● **本文抜粋**:
══════════

1年単位の変形労働時間制とは、その対象期間を1ヶ月を超え1年以内として
いる。
変形期間が1ヶ月であれば、1ヶ月単位の変形労働時間制の適用がなされるわ
けであり、1ヶ月を超えて変形期間の設定をしていれば、法令上は1年単位の
変形労働時間制の適用になる。

2. 3ヶ月以内の対象期間と3ヶ月を超える対象期間

(1)対象期間の長さで変わる規制

対象期間とは、当該期間を通じて週40時間を達成する期間であり、1年であ
れば1年を通じて、6か月であれば6ヶ月を通じて週40時間を達成するわけ
である。

1ヶ月単位の変形労働時間制と比較して1年単位の変形労働時間制において規
制が多いのは、対象期間の長さに起因しており、短い対象期間で週40時間を
達成する制度の方が、労働者に対する過重は少ない。

そこで1年単位の変形労働時間制に於いても、3ヶ月以内と3ヶ月を超える期
間の対象期間で分けており、3ヶ月以内の対象期間の方が若干ではあるが規制
は緩和されている。

(2)具体的相違点

具体的相違点は以下の通りである。
3ヶ月以内の変形期間の場合は、
・年間280日という労働日数の上限が無くなること。

══════════

● **課題の説明**:
上にある1年単位の変形労働時間制についての文章を、一字も変えずに全文引用すること。

● **記録データ**:
══════════

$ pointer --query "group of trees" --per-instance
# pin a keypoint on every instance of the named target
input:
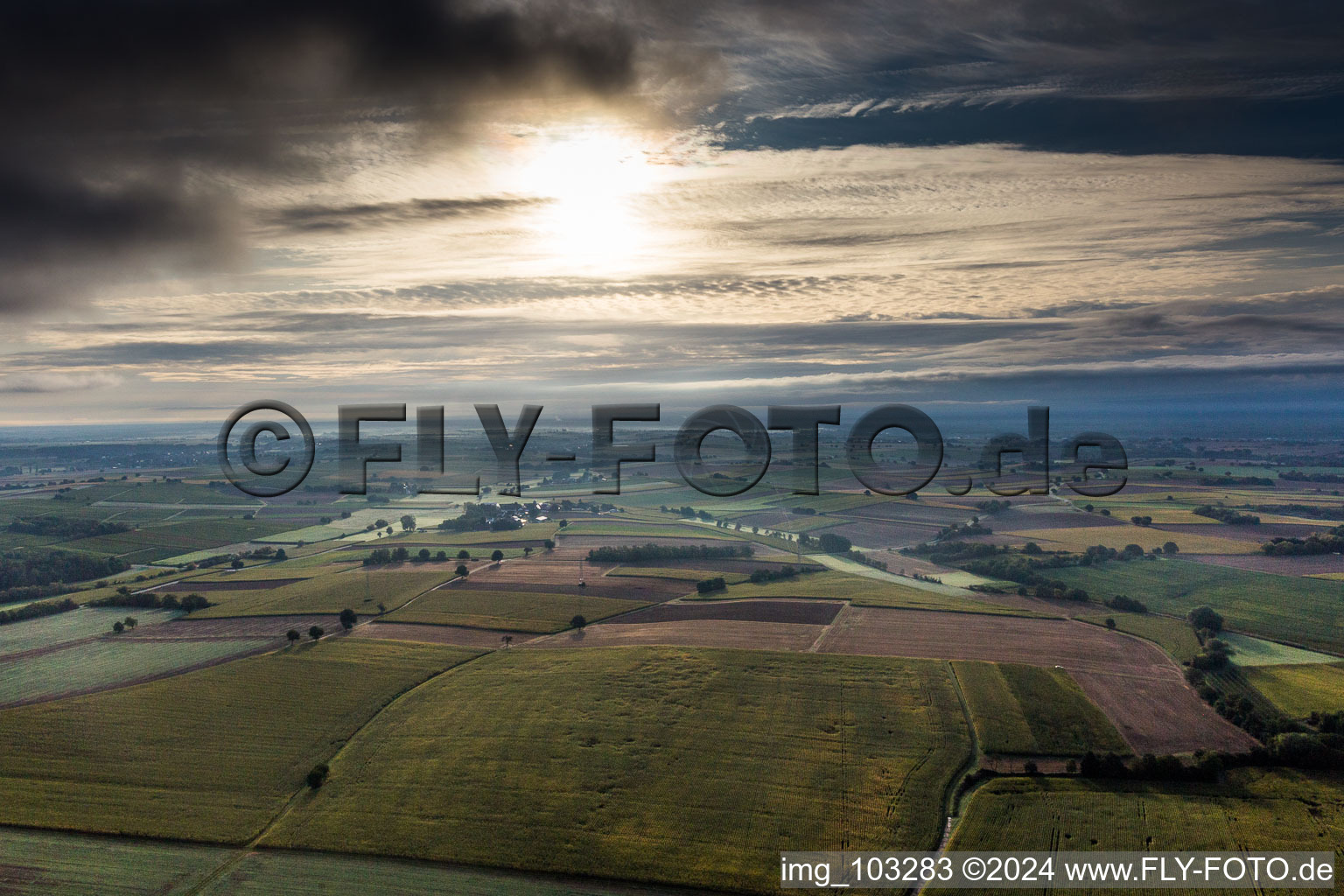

══════════

● **解答**:
1年単位の変形労働時間制とは、その対象期間を1ヶ月を超え1年以内として
いる。
変形期間が1ヶ月であれば、1ヶ月単位の変形労働時間制の適用がなされるわ
けであり、1ヶ月を超えて変形期間の設定をしていれば、法令上は1年単位の
変形労働時間制の適用になる。

2. 3ヶ月以内の対象期間と3ヶ月を超える対象期間

(1)対象期間の長さで変わる規制

対象期間とは、当該期間を通じて週40時間を達成する期間であり、1年であ
れば1年を通じて、6か月であれば6ヶ月を通じて週40時間を達成するわけ
である。

1ヶ月単位の変形労働時間制と比較して1年単位の変形労働時間制において規
制が多いのは、対象期間の長さに起因しており、短い対象期間で週40時間を
達成する制度の方が、労働者に対する過重は少ない。

そこで1年単位の変形労働時間制に於いても、3ヶ月以内と3ヶ月を超える期
間の対象期間で分けており、3ヶ月以内の対象期間の方が若干ではあるが規制
は緩和されている。

(2)具体的相違点

具体的相違点は以下の通りである。
3ヶ月以内の変形期間の場合は、
・年間280日という労働日数の上限が無くなること。